Task brief: Repeat exactly, and only, the lines from the one holding "Indicate the blue" through the last line of the records below.

Location identification entries
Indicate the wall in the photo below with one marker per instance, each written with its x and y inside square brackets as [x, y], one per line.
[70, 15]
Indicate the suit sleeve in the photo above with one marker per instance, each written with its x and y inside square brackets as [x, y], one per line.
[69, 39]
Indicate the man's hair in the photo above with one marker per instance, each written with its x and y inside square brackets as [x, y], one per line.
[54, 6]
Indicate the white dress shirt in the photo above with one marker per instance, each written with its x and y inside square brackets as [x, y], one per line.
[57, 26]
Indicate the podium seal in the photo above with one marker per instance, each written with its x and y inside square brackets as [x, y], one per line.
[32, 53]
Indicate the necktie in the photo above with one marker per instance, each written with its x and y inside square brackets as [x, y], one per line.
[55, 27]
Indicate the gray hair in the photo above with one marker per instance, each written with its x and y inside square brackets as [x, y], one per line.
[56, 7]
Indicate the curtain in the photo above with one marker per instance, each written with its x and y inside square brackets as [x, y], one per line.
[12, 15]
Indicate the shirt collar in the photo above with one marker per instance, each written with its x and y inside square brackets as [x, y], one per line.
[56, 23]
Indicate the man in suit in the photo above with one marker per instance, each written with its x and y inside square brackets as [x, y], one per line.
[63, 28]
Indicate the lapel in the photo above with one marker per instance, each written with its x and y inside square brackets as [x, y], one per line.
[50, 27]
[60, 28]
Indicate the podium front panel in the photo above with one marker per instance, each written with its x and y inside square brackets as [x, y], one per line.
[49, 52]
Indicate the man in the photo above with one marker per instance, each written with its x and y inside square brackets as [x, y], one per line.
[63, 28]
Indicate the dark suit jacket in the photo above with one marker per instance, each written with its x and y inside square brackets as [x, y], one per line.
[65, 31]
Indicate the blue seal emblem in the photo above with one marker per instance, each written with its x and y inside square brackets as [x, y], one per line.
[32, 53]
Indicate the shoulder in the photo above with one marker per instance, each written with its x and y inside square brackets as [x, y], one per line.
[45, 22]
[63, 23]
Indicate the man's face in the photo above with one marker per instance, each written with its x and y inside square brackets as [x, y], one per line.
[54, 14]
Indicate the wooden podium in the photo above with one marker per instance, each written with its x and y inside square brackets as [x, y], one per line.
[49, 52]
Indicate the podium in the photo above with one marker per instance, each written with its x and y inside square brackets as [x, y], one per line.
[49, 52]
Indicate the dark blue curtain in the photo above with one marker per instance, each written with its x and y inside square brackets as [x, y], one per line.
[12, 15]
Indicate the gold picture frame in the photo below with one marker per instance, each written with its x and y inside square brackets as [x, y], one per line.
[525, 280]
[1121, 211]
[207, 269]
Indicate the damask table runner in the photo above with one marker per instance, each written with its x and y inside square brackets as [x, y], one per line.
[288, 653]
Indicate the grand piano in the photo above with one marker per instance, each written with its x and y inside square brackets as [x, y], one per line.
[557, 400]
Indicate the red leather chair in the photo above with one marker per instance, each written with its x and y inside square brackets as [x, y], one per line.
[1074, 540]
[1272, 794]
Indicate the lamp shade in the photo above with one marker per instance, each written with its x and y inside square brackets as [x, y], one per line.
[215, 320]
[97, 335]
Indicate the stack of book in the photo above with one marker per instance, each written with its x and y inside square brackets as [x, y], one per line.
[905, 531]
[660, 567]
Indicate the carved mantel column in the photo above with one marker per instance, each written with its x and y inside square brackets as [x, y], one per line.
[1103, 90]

Exercise solution:
Indicate the blue seal emblem in the photo above with one marker per instance, each written with its x and y inside square brackets as [x, y], one per line.
[32, 53]
Indicate the shoulder in the photo above with one marker per instance, each written with its x and y inside square brackets as [x, y], one per line.
[45, 22]
[63, 23]
Indicate the man's face in the photo above with one marker per instance, each written with its x and y inside square brackets as [x, y], one per line.
[54, 14]
Indicate the wooden podium in the photo above with one marker per instance, each written with its x and y inside square brackets as [x, y], one per line.
[49, 52]
Indicate the podium in the photo above with one marker per instance, each written with its x and y inside square brackets as [x, y], one per line.
[49, 52]
Indicate the dark blue curtain in the photo above with one marker per instance, each written with its x and y inside square brackets as [x, y], one per line.
[12, 15]
Indicate the gold picture frame in the photo below with one marker per instance, each written with its x and y inside square brackets as [x, y], one per line.
[525, 280]
[1121, 211]
[207, 269]
Indicate the damask table runner in the photo above with one marker per instance, each written with its x and y inside square brackets as [x, y], one per line.
[288, 653]
Indicate the grand piano in the photo above with one marker per instance, each written with its x and y inside square brackets as [x, y], one per line.
[557, 400]
Indicate the red leather chair in the photo above with one marker per instance, each written with its x and y inside square brackets as [x, y], one per line.
[1074, 540]
[1272, 794]
Indicate the lamp shade in the photo above with one marker per instance, each written with its x and y inside square brackets as [x, y], one per line.
[215, 320]
[97, 335]
Indicate the stack of book in the photo above with one marker per instance, each written with its x and y inside square brackets as [x, y], one per line.
[905, 531]
[660, 567]
Indicate the carved mantel column in the photo above with one marker per instance, each written with its x and y inside square brackets as [x, y], one per line.
[1103, 90]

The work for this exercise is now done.